** begin Extract provided **

I don't know how long this link will be active, but I would like you to leave a comment (if you are up to it) at the bottom of the article by clicking 'opinions' at the end.
there is one line that kind of got to me, can you guess which one it is? Is a sexual predator living in your neighborhood?
Is a sexual predator living in your neighborhood?
By Patricia Doxsey , Freeman staff
IT'S EVERY parent's worst nightmare.
Your child goes out to play and never comes home. You discover hours, days or weeks later that your son or daughter has been snatched, molested and killed by a known pedophile.
That's the scenario that played out in Hamilton, N.J., for Maureen and Richard Kanka, when the couple's 7-year-old daughter, Megan, out riding her bike in the early evening hours of July 29, 1994, was enticed into the home of a twice-convicted sex offender who was living, unbeknownst to the Kankas, in a house across the street from their own.
The death of Megan at the hands of a known sex offender sparked outrage across the nation and prompted President Clinton in 1995 to enact a federal statute, known as Megan's Law, requiring states to establish a sex offender registry and community notification program.
That same year, Gov. George Pataki signed into law the New York Sex Offender Registry Act, which took effect Jan. 1, 1996, and classifies 40 crimes as sex offenses.
STATE LAW requires that all convicted sex offenders be classified according to their risk of becoming repeat offenders and establishes varying degrees of community notification for each of the three levels.

** end Extract provided **
** begin Exercise input **

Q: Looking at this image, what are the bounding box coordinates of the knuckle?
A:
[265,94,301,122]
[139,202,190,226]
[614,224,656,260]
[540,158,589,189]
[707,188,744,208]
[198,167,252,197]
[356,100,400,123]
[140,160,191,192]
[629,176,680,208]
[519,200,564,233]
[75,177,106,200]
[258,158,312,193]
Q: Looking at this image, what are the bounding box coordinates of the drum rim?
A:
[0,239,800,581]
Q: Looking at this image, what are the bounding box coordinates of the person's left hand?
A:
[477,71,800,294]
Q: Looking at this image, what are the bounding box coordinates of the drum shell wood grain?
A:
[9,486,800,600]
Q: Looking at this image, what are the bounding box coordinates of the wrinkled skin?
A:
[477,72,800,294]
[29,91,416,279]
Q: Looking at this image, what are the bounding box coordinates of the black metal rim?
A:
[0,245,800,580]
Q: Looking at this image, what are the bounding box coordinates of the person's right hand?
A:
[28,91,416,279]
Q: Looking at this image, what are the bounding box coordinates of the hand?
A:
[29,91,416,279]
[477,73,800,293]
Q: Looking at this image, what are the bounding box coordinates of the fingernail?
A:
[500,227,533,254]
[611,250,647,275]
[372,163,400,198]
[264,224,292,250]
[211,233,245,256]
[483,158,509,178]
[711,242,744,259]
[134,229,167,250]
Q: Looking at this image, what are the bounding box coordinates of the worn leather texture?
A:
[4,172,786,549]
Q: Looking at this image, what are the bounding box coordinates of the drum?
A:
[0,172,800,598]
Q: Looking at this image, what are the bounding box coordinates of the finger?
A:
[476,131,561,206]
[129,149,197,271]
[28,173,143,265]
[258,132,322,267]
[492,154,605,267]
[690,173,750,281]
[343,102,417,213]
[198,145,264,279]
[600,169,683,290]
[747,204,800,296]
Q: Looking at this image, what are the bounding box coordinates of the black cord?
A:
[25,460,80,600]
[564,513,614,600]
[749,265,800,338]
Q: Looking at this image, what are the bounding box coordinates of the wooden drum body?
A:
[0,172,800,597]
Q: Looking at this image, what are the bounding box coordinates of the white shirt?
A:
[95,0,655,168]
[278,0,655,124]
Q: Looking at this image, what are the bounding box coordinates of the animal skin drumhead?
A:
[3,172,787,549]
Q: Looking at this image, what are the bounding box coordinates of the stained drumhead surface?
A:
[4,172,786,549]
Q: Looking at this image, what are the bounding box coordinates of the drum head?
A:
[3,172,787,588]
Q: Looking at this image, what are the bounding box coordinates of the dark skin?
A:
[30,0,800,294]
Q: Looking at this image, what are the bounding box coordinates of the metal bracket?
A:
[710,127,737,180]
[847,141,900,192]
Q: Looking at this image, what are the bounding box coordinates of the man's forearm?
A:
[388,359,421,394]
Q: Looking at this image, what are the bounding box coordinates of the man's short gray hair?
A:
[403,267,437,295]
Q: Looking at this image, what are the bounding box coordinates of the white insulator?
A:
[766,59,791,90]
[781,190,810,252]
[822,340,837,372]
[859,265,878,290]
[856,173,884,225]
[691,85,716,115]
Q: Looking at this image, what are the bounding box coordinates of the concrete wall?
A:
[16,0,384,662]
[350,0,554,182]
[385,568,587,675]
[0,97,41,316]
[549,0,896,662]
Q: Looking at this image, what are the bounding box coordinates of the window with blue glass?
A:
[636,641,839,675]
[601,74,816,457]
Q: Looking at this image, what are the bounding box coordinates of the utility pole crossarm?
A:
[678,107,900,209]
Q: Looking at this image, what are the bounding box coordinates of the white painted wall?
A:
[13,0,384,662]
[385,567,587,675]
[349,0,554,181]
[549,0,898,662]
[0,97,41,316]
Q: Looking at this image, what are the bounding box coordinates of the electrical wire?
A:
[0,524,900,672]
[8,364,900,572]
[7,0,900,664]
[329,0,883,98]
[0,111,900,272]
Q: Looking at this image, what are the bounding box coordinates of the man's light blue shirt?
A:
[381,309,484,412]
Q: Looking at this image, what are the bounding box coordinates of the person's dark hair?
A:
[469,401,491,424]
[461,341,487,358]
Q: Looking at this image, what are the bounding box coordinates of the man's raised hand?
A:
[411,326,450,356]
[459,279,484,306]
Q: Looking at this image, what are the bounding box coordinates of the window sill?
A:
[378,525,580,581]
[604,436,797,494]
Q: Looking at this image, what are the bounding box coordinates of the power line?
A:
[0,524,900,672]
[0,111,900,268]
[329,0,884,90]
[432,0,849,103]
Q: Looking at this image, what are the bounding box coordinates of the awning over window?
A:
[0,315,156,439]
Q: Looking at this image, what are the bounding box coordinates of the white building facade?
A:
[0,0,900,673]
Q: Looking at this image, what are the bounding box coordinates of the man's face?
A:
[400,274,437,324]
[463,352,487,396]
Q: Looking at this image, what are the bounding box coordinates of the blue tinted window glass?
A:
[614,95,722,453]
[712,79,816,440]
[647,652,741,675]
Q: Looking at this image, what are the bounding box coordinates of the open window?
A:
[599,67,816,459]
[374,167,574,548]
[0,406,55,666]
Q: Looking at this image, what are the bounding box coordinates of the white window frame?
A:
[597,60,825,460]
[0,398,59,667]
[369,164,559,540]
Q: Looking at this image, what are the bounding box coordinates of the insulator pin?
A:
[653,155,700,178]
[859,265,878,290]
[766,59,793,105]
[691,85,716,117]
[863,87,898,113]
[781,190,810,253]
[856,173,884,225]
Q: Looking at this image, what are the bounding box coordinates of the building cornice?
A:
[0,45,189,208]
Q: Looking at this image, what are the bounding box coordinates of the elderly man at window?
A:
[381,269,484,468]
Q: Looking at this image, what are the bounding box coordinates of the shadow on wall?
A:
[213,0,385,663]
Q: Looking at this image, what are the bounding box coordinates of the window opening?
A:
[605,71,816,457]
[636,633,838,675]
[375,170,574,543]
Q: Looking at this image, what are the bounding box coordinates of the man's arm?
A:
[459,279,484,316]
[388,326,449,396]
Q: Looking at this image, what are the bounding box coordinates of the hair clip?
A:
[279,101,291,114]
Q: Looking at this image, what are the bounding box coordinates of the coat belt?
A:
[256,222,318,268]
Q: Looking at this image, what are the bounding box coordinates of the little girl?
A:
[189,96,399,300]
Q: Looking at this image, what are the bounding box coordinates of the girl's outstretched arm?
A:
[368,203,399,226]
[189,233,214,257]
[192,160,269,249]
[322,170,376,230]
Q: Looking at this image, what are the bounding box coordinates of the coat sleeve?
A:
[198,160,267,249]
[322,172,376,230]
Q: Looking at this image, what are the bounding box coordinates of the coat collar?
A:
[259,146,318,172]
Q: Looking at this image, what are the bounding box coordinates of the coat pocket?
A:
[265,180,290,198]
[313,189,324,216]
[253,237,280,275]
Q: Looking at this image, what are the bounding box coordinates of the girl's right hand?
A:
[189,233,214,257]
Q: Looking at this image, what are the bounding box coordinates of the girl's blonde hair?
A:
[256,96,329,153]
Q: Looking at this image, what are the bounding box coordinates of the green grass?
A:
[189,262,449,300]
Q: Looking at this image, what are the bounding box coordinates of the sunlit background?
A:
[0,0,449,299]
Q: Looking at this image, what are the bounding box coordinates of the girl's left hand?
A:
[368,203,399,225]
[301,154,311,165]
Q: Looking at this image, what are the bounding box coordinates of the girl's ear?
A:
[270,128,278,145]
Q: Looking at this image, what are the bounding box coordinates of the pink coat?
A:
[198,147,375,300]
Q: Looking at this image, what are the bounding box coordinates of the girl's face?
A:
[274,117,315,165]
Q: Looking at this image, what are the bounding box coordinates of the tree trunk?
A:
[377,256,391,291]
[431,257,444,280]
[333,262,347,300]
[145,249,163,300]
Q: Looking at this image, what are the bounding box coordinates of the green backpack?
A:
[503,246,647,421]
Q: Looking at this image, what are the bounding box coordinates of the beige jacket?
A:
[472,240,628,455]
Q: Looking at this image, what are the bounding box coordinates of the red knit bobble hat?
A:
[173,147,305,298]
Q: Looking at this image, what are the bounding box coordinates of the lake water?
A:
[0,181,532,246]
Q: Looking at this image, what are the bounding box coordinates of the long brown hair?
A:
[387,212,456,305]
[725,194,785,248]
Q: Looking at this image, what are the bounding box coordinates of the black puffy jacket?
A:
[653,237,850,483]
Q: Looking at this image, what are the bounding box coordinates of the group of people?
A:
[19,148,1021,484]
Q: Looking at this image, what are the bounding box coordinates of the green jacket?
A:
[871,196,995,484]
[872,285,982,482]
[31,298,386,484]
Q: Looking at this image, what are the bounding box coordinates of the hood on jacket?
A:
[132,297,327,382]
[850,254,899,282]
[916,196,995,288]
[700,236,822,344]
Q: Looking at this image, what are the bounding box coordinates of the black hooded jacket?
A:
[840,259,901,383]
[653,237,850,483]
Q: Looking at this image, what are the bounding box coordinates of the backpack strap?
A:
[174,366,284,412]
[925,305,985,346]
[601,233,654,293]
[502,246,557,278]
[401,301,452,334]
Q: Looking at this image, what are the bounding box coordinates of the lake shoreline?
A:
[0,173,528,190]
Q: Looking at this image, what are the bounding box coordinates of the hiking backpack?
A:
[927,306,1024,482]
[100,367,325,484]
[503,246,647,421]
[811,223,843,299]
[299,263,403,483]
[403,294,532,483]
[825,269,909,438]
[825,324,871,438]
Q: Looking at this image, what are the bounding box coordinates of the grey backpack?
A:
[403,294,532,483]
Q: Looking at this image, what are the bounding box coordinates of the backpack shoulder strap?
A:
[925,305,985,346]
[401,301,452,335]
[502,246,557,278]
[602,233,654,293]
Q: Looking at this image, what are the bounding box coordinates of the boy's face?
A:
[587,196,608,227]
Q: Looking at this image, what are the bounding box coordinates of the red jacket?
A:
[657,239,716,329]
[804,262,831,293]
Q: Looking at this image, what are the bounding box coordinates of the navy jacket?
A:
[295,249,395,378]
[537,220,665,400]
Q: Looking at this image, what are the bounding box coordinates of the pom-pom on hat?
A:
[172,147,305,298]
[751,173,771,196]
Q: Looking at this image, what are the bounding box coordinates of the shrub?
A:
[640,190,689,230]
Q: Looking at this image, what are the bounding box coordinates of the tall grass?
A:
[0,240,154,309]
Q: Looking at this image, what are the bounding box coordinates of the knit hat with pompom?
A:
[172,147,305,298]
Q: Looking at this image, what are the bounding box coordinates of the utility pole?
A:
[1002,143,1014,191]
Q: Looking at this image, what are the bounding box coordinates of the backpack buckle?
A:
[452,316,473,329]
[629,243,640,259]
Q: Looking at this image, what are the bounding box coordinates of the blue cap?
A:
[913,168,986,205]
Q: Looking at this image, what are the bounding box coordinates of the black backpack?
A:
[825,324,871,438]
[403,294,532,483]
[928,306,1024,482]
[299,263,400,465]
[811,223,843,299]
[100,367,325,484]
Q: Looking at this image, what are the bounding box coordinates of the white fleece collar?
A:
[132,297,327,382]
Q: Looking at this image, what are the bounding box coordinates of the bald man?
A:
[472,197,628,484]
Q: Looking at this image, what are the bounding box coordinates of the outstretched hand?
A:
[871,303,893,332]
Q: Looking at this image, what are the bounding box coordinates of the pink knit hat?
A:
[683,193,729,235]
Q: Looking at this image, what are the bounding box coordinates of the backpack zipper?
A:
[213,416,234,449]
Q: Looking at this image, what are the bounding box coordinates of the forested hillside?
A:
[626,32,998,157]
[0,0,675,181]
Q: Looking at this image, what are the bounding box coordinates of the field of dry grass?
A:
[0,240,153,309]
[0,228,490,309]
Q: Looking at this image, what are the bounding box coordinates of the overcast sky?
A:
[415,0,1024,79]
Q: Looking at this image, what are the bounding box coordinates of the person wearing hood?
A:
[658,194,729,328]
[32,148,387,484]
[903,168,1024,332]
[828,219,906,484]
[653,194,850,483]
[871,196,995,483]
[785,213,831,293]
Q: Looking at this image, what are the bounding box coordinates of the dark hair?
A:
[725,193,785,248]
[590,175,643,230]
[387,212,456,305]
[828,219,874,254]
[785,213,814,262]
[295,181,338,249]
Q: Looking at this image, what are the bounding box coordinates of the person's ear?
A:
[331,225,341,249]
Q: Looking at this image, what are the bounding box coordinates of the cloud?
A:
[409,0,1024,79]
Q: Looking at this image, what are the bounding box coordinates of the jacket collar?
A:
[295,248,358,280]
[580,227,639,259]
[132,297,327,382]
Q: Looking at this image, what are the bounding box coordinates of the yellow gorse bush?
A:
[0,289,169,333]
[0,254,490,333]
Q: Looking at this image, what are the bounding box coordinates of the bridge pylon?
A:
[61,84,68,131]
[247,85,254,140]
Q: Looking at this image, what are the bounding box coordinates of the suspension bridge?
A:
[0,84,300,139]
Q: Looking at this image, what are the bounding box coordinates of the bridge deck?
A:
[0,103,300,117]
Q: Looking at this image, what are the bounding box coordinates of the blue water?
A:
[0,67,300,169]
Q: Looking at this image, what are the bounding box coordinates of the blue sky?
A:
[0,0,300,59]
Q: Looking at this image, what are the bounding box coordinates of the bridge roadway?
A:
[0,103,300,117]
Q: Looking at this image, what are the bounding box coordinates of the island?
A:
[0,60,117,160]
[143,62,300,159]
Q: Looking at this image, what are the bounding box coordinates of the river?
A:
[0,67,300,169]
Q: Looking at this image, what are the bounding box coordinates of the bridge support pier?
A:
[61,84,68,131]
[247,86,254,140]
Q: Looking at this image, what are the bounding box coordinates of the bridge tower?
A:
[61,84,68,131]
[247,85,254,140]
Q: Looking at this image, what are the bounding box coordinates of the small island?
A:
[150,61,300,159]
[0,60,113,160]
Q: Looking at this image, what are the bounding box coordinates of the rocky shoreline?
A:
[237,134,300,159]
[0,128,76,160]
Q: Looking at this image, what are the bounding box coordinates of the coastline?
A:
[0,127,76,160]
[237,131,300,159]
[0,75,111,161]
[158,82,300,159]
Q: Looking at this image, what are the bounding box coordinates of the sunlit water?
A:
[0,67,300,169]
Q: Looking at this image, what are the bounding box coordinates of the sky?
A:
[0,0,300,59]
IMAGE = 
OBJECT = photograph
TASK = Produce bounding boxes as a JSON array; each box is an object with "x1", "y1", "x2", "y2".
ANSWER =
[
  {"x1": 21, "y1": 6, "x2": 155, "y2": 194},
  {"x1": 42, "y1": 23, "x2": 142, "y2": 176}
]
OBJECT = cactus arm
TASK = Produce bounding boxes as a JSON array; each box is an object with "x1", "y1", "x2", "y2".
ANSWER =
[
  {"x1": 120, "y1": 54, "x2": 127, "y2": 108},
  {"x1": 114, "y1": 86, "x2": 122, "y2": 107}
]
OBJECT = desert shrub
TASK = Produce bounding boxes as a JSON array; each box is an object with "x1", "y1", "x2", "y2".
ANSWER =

** end Exercise input **

Directives
1. Repeat the part of the Megan's Law article that begins at the words "I don't know" and stops after "at the end.".
2. Pick out every line of the entries that contains the string "shirt", and copy each of those lines.

Full answers
1.
I don't know how long this link will be active, but I would like you to leave a comment (if you are up to it) at the bottom of the article by clicking 'opinions' at the end.

2.
Q: Looking at this image, what are the bounding box coordinates of the white shirt?
Q: Looking at this image, what are the bounding box coordinates of the man's light blue shirt?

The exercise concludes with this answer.